_Exercises_
• a. From the article on the Browder building, extract the passage starting at "The recommendation, however, is" and ending at "recommendation was approved.".
• b. According to the article on the Browder building, why is the Historic Preservation Committee's recommendation not binding? Answer in one to three sentences.
• c. Proceed with the article on the Browder building, beginning after its final paragraph.

Top of Page extract

July 5, 2017 - 2:13 pm
Boulder City’s Historic Preservation Committee is recommending Charles Lawson, owner of the historic Browder building, not demolish the structure but rather find a buyer.
The recommendation, however, is not binding as the city does not get involved with private real estate, said City Planner Susan Danielewicz.
“As the committee is aware … the ordinance is not restrictive in anyway,” she said at the meeting. “There are only tasks staff has to do within 45 days.”
Lawson, of Eldorado Gold LLC, owns the downtown building at 552 Nevada Way and, according to a 2012 report on the historic district done by the historic preservation committee, it is Boulder City’s oldest commercial building, constructed in 1931. In 1940, the structure was expanded to include 554 and 558 Nevada Way.
On June 5, Lawson applied to have the entire structure demolished after abandoning renovation plans. Since then, his decision has been met with opposition from residents in town, who attended the committee’s June 28 meeting when the recommendation was approved.
“It’s really disappointing he wants to demolish it,” said committee member Linda Graham. “It’s a sad day for Boulder City.”

Bottom of Page extract
Top of Information shown

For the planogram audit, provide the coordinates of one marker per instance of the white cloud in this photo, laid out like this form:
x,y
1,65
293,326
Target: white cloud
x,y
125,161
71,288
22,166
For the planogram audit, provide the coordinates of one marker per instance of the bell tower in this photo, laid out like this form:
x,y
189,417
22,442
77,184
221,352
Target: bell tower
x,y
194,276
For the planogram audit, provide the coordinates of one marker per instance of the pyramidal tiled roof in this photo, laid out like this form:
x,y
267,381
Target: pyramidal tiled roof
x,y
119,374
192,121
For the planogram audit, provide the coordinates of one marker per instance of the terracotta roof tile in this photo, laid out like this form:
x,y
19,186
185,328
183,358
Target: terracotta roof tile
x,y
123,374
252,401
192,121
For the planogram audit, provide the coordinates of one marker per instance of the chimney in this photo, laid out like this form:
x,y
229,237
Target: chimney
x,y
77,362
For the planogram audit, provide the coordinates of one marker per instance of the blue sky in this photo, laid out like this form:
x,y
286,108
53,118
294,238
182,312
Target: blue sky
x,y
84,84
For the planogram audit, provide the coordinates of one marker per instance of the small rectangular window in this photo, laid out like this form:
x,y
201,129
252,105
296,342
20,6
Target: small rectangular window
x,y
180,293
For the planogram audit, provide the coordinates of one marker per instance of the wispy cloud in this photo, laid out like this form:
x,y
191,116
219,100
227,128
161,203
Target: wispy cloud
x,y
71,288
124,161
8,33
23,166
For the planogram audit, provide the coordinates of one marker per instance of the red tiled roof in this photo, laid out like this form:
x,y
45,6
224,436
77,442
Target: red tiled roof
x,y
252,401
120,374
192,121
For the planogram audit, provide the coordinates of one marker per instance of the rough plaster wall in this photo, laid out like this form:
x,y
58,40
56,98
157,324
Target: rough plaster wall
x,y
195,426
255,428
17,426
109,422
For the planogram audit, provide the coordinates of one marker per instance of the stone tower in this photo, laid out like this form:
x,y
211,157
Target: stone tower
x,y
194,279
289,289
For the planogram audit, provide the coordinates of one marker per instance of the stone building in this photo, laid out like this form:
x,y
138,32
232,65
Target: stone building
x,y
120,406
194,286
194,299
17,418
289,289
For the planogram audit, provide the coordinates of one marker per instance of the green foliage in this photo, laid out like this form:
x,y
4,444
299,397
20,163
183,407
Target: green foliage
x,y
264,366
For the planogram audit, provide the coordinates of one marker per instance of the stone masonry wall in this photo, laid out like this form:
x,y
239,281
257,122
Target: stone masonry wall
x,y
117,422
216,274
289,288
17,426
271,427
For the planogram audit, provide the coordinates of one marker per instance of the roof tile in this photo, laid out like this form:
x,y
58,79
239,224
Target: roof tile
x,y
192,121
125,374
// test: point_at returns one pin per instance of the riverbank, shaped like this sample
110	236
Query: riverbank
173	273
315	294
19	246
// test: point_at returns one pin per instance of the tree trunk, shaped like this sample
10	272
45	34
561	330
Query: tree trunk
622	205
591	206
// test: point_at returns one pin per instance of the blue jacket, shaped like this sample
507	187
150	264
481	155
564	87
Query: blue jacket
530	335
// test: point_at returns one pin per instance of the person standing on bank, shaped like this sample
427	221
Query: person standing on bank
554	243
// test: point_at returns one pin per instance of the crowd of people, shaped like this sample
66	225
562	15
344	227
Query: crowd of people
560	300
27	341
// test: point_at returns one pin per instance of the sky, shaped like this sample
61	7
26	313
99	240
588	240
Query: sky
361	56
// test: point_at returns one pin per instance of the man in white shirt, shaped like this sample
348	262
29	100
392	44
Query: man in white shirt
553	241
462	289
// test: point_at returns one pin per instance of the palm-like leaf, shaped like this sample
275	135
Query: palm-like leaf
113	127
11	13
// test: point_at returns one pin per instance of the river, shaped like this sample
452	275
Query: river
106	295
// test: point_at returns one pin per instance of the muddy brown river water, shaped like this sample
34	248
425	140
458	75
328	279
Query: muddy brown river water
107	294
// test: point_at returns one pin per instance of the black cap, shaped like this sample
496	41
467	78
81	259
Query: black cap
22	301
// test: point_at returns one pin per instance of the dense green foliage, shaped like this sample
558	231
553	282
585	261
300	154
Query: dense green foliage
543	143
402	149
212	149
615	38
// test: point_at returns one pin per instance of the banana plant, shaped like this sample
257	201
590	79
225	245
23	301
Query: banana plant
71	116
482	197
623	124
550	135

Bottom of Information shown

_Outputs for the tasks_
• a.
The recommendation, however, is not binding as the city does not get involved with private real estate, said City Planner Susan Danielewicz.
“As the committee is aware … the ordinance is not restrictive in anyway,” she said at the meeting. “There are only tasks staff has to do within 45 days.”
Lawson, of Eldorado Gold LLC, owns the downtown building at 552 Nevada Way and, according to a 2012 report on the historic district done by the historic preservation committee, it is Boulder City’s oldest commercial building, constructed in 1931. In 1940, the structure was expanded to include 554 and 558 Nevada Way.
On June 5, Lawson applied to have the entire structure demolished after abandoning renovation plans. Since then, his decision has been met with opposition from residents in town, who attended the committee’s June 28 meeting when the recommendation was approved.

• b. The recommendation is not binding because the city does not get involved with private real estate, as City Planner Susan Danielewicz stated.

• c.
“What can we do to preserve this building?” Heidi Dupin asked the committee.
“The city can’t do anything … The only thing we can do to save this building is to find a buyer for it,” responded member Alan Goya.
Residents also discussed creating a committee or a group to find that buyer.
“I think it’s beyond the scope of the committee to organize this, but the public is here,” Goya said. “They can organize the group … I think it’s the most reasonable way to handle this.”
Residents were also concerned about the timeline of the demolition should the permit go through.
“After 45 days, he really could tear it down … They could do it as early as August or September?” asked Judy Dechaine.
“Correct … once it is issued, they have 180 days to show some progress on the demolition,” Danielewicz said.
According to an email sent to Danielewicz before that meeting, Lawson said he planned to demolish the building in the fall and also does not want to sell the property to someone outside of Boulder City.
“The demolition is moving forward with a target of the first week of November,” he wrote. “The ‘whisper sale’ offer was simply to show that it is not a marketable property to the local community. I wouldn’t feel right about selling it to an outsider then watching them get caught up in the B.C. vortex and lose their money.”
Committee member Rudi Kraft encouraged the residents who attended the meeting to be creative through social media in their efforts to save the property.
“The sky is the limit in what you can do, but you gotta start now,” he said.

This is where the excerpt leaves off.